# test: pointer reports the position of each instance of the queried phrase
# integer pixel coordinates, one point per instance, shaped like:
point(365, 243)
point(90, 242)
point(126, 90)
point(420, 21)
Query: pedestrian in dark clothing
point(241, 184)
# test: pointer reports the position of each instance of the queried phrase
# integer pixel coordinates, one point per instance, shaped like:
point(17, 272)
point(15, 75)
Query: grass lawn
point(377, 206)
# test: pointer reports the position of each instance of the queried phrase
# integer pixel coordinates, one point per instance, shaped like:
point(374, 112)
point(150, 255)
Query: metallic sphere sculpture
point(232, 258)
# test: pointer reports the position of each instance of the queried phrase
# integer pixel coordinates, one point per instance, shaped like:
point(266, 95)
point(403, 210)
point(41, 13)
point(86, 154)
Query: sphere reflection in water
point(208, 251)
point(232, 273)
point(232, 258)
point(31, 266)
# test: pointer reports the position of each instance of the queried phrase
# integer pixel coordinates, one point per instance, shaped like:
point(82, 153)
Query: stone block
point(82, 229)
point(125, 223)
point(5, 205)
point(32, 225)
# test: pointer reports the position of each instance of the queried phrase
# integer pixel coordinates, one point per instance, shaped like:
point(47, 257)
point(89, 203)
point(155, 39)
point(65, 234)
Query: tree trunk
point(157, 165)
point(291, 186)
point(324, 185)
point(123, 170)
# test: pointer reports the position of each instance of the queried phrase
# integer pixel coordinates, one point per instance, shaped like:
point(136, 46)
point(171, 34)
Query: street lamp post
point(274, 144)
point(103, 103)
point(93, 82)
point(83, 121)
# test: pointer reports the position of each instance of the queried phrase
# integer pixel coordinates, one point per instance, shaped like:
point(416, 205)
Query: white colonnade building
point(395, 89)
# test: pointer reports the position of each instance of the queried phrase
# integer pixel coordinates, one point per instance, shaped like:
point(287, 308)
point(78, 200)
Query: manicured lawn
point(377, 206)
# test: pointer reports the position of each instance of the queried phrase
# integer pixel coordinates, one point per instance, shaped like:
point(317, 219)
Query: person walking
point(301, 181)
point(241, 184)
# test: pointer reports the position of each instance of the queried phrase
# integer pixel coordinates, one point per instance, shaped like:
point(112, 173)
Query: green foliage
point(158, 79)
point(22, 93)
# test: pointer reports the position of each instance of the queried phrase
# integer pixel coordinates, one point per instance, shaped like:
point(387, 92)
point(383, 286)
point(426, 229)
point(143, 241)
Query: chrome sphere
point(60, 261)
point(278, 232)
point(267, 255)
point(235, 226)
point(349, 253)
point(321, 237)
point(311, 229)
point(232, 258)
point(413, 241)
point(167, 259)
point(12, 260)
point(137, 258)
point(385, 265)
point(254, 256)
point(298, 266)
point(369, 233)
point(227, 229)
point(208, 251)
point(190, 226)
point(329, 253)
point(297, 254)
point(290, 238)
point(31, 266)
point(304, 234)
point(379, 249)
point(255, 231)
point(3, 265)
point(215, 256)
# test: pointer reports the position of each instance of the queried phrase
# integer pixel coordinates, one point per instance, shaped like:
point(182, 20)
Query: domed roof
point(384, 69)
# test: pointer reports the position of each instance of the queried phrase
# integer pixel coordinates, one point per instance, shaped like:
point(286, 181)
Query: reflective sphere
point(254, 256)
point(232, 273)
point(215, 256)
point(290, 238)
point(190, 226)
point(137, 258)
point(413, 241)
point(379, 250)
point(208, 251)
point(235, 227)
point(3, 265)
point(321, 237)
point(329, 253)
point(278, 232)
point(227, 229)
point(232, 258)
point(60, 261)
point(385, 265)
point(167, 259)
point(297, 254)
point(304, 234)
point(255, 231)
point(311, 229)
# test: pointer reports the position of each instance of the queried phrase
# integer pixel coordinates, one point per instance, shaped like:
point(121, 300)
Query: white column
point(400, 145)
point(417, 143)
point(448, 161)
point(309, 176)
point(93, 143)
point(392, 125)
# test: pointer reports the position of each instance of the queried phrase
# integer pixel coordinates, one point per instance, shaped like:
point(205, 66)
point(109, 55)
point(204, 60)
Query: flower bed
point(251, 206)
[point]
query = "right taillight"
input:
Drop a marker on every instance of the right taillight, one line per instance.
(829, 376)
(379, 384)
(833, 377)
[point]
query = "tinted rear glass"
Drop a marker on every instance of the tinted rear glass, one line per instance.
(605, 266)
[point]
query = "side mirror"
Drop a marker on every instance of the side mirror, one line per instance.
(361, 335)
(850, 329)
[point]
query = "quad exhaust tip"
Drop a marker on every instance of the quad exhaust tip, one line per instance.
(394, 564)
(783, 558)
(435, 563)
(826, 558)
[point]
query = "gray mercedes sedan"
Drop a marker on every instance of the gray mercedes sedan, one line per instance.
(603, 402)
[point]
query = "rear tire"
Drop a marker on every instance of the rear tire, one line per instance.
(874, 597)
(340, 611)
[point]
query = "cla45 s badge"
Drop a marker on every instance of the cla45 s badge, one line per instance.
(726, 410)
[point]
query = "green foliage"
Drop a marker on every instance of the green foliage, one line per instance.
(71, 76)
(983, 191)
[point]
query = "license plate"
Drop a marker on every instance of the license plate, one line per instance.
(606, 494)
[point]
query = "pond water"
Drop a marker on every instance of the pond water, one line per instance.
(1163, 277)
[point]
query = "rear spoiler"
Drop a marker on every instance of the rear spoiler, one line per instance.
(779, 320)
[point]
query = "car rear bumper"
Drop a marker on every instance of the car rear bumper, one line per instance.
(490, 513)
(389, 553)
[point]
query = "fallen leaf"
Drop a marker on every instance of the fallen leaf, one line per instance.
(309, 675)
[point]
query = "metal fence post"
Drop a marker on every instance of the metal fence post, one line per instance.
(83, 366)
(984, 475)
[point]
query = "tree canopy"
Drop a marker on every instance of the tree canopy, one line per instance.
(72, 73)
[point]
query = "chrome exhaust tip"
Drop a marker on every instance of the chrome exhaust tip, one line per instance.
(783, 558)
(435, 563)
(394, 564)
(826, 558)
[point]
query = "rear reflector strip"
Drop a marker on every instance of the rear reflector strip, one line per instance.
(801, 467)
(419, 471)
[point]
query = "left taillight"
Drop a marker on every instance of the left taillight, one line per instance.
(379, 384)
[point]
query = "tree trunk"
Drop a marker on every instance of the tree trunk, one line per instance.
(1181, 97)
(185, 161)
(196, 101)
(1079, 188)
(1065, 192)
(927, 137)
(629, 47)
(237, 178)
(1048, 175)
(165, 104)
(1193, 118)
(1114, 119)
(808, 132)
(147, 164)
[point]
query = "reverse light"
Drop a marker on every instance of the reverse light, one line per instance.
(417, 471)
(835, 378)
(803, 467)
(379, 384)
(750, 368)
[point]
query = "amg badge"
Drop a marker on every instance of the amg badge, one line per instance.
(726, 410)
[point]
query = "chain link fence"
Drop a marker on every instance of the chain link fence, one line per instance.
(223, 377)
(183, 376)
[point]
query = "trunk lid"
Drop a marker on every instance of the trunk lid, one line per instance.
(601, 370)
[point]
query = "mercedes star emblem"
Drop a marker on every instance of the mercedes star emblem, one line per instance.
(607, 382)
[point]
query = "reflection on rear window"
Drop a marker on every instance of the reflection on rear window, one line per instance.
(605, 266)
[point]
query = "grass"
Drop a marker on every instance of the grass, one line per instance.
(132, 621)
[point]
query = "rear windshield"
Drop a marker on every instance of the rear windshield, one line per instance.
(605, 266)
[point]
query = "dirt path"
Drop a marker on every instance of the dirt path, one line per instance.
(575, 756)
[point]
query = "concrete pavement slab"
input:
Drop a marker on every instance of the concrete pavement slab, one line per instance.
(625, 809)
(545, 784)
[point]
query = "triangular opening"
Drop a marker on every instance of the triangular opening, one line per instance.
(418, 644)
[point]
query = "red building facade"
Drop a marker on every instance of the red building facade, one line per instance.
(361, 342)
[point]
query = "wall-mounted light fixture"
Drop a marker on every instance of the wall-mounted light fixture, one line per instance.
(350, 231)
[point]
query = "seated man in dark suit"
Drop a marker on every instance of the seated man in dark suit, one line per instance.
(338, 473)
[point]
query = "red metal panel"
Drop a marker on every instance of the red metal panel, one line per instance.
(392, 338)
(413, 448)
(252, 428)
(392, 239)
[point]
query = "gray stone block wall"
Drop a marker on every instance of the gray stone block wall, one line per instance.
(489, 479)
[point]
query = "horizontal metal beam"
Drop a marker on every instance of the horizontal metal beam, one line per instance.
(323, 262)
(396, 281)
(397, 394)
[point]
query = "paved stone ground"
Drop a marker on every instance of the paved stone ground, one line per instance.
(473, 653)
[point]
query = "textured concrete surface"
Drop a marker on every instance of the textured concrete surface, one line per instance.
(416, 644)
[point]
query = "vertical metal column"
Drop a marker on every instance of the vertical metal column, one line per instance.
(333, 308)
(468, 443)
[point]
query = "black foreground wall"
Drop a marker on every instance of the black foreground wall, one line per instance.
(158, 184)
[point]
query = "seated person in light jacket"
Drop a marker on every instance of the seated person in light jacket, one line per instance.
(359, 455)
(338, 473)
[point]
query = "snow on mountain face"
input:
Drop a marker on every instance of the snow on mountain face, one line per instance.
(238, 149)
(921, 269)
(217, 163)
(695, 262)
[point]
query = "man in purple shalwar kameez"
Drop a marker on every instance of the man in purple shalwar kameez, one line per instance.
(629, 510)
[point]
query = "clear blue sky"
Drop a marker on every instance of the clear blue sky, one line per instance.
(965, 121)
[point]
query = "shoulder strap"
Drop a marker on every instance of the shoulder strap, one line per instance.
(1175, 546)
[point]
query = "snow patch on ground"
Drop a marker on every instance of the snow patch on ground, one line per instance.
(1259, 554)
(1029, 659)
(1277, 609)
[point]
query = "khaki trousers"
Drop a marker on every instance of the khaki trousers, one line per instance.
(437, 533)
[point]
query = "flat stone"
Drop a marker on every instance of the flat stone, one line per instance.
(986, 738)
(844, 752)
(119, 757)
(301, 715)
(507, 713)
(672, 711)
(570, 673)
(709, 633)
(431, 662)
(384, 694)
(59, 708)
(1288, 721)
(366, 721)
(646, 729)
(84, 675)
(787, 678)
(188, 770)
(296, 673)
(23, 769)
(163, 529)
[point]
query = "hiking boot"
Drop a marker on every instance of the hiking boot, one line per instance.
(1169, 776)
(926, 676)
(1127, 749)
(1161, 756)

■ ■ ■ ■ ■

**EXERCISE AIM:** Each line, from the one that holds "Drop a marker on every instance of the flat" through the last line of the entries, must be repeated exactly. Leave out everything else.

**SOLUTION TO THE EXERCISE:**
Drop a marker on every instance of the flat stone, one line per instance.
(986, 738)
(844, 752)
(119, 757)
(301, 715)
(507, 713)
(672, 711)
(570, 673)
(709, 633)
(431, 662)
(384, 694)
(59, 708)
(1288, 721)
(366, 721)
(646, 729)
(84, 675)
(787, 678)
(188, 770)
(296, 673)
(23, 769)
(163, 529)
[point]
query = "hiking boot"
Drop a marker on every instance of the hiking boot, one line per instance.
(1169, 776)
(926, 676)
(1127, 749)
(1161, 756)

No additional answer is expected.